* _STORED DATA_:
###
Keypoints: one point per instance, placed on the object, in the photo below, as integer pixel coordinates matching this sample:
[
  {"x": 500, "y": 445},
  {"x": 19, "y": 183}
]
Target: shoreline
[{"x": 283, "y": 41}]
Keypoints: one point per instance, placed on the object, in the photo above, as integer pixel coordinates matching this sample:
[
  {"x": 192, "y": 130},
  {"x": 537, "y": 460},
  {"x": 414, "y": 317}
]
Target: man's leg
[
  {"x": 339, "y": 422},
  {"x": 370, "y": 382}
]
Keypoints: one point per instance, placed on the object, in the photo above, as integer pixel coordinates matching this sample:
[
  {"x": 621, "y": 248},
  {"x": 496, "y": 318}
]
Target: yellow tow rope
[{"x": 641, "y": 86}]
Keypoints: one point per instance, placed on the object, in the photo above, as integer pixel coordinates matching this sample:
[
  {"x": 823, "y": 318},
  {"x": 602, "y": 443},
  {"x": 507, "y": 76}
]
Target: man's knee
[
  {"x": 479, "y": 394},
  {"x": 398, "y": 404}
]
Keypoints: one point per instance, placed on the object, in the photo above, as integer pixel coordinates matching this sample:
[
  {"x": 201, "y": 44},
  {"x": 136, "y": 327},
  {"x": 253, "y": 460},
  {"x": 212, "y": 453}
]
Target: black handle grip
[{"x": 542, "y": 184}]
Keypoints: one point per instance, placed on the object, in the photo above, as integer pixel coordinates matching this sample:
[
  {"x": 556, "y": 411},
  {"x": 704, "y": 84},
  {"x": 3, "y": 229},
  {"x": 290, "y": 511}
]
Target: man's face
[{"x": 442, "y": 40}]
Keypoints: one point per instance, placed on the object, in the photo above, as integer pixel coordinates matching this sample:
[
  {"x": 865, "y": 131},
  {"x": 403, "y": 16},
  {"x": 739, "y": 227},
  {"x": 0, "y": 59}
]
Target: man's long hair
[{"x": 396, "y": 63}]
###
* _EXERCISE PROMPT_: The records above must be written out again exactly.

* _SOLUTION_:
Keypoints: one point per instance, placed on the object, in the photo below, as integer pixel coordinates matching this sample:
[
  {"x": 500, "y": 445},
  {"x": 19, "y": 183}
]
Target: shoreline
[{"x": 283, "y": 41}]
Keypoints: one point per instance, placed on the object, in the photo above, as integer pixel coordinates matching this sample:
[
  {"x": 192, "y": 130},
  {"x": 537, "y": 460},
  {"x": 414, "y": 317}
]
Target: man's leg
[
  {"x": 339, "y": 422},
  {"x": 370, "y": 382}
]
Keypoints: one point per instance, placed on the object, in the photo above, as integer pixel coordinates matching this sample:
[
  {"x": 621, "y": 248},
  {"x": 496, "y": 318}
]
Target: yellow tow rope
[{"x": 641, "y": 86}]
Keypoints: one point per instance, placed on the object, in the photo above, as integer pixel coordinates matching this sample:
[
  {"x": 823, "y": 318},
  {"x": 602, "y": 443},
  {"x": 507, "y": 76}
]
Target: man's knee
[
  {"x": 479, "y": 394},
  {"x": 398, "y": 404}
]
Keypoints: one point per instance, placed on the object, in the photo above, as integer pixel coordinates matching this sample:
[
  {"x": 201, "y": 44},
  {"x": 136, "y": 327},
  {"x": 253, "y": 460},
  {"x": 212, "y": 453}
]
Target: black handle grip
[{"x": 542, "y": 184}]
Keypoints: one point per instance, placed on the object, in the photo above, as integer pixel coordinates matching this sample:
[
  {"x": 556, "y": 411},
  {"x": 704, "y": 84},
  {"x": 3, "y": 229},
  {"x": 290, "y": 511}
]
Target: man's face
[{"x": 442, "y": 40}]
Keypoints: one point per instance, placed on the object, in the photo above, as integer pixel coordinates matching this sample:
[
  {"x": 865, "y": 131},
  {"x": 403, "y": 16},
  {"x": 739, "y": 227},
  {"x": 0, "y": 59}
]
Target: man's long hair
[{"x": 396, "y": 63}]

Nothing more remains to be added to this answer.